Data under study:

****************

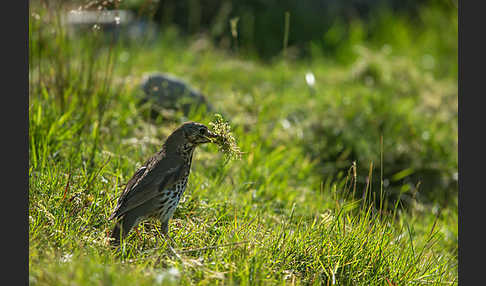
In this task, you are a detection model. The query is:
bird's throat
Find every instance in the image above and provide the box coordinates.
[179,143,195,164]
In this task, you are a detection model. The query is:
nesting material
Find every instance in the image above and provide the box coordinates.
[209,114,243,161]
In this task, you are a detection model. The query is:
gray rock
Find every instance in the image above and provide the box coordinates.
[140,73,213,115]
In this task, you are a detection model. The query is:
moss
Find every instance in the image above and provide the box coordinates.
[209,114,243,161]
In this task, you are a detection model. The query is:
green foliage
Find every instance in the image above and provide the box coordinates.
[29,2,457,285]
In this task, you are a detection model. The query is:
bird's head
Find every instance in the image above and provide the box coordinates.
[176,121,219,145]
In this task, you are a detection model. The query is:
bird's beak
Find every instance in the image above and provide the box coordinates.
[204,130,220,143]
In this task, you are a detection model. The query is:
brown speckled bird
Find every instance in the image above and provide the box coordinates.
[109,122,218,246]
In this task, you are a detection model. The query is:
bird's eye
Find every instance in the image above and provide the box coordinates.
[199,128,206,135]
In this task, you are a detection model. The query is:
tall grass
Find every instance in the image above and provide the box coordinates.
[29,0,125,177]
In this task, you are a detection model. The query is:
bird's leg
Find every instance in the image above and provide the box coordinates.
[162,221,179,247]
[159,220,182,260]
[162,234,181,260]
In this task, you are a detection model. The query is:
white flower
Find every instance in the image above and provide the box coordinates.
[305,72,315,87]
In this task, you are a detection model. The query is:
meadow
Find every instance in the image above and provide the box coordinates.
[29,2,457,285]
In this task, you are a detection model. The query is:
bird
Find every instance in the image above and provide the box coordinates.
[109,121,219,247]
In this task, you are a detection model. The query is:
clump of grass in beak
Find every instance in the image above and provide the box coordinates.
[209,114,243,161]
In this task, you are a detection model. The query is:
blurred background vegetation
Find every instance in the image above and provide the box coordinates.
[129,0,457,74]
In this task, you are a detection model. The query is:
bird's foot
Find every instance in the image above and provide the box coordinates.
[163,233,182,260]
[155,233,182,261]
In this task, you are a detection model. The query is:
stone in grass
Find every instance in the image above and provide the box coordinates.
[140,73,213,116]
[209,114,243,161]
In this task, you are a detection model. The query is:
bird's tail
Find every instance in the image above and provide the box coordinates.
[108,214,137,246]
[109,222,122,246]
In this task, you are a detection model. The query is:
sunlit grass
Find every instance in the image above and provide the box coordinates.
[29,2,457,285]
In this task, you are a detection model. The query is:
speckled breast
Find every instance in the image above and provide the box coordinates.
[155,175,189,223]
[155,144,195,223]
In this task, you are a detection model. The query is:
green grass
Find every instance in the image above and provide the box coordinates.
[29,3,457,285]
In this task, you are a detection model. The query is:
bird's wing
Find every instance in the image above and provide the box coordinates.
[109,153,184,220]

****************

What this task involves: Produce a verbatim transcription of every line in the listing, images omitted.

Completed exercise:
In this task, you are a detection model. The query is:
bird's throat
Find every instance in the image above and provide the box coordinates.
[179,143,195,164]
In this task, you are a detection model. The query is:
nesting material
Find every instance in the image above and provide the box coordinates.
[209,114,243,161]
In this task, you are a detection model. The query is:
gray rock
Find every instance in the image above and provide the box coordinates.
[140,73,213,115]
In this task, you are a detection model. The query is:
moss
Find every instance in the image above and provide the box coordinates.
[209,114,243,161]
In this task, you are a detection model. The query is:
green foliage
Find every instance in the image above and provide the box coordinates.
[29,2,457,285]
In this task, you are a detection model. The query is:
bird's head
Find every instance in the image above and provide the box coordinates.
[176,121,219,145]
In this task, you are a detection model. The query is:
bird's beak
Find every instance in the image above and provide the box coordinates.
[204,130,220,143]
In this task, you are a detection model. The query is:
brown speckled bird
Find every instance in the image above and provide the box coordinates.
[109,122,218,246]
In this task, you are a detection model. The query is:
bird's eye
Find every instance in the image above and provide the box coordinates.
[199,128,206,135]
In this task, you are a detection model. The query is:
tall grass
Find every instance in the image above and provide the box coordinates.
[29,0,125,177]
In this task, you are a detection model. The query is:
bird's leg
Find every instance in the image above and provide the box coordinates.
[162,221,179,247]
[159,220,182,260]
[162,234,181,260]
In this task, you are a detection model. The query is:
white flower
Find every instance in the image above and provide the box coordinates.
[305,72,315,87]
In this task, you are a detection model. The query is:
meadow
Find every instance in the image above and provide the box coordinates.
[29,2,457,285]
In this task, you are a detection model. The query is:
bird
Find every instance in the image above and provide the box coordinates.
[109,121,219,247]
In this task, you are a detection model. The query is:
clump of grass in beak
Find every instance in the image above and provide the box coordinates.
[209,114,243,161]
In this task, you are a detection model. The query is:
blurred background vegetation
Find every instance in the image above and provide the box coordinates.
[129,0,457,74]
In this task, you are a detection model. The query is:
bird's foot
Find every instance in the image above and provide the box coordinates.
[163,233,182,260]
[155,233,182,261]
In this task, you are a detection model. The query is:
stone in grass
Find every instance in the image above and provide the box coordinates.
[140,73,213,116]
[209,114,243,161]
In this task, you are a detection model. The query is:
bird's tail
Find every instance in the image above and provide the box coordinates.
[108,214,137,246]
[109,222,122,246]
In this task, you are a detection model. The query is:
sunlit grass
Find every instance in the image above and provide the box coordinates.
[29,2,457,285]
In this task, you are a detection model. The query is:
speckled breast
Find every instance in the image above and provide the box coordinates.
[155,175,189,223]
[155,144,195,223]
In this task, you are a detection model. The query is:
green grass
Find every instance in the image above and provide the box coordinates.
[29,3,457,285]
In this task, you are a detection model. The query is:
bird's wing
Find every instance in the image above and provide the box coordinates.
[109,153,184,220]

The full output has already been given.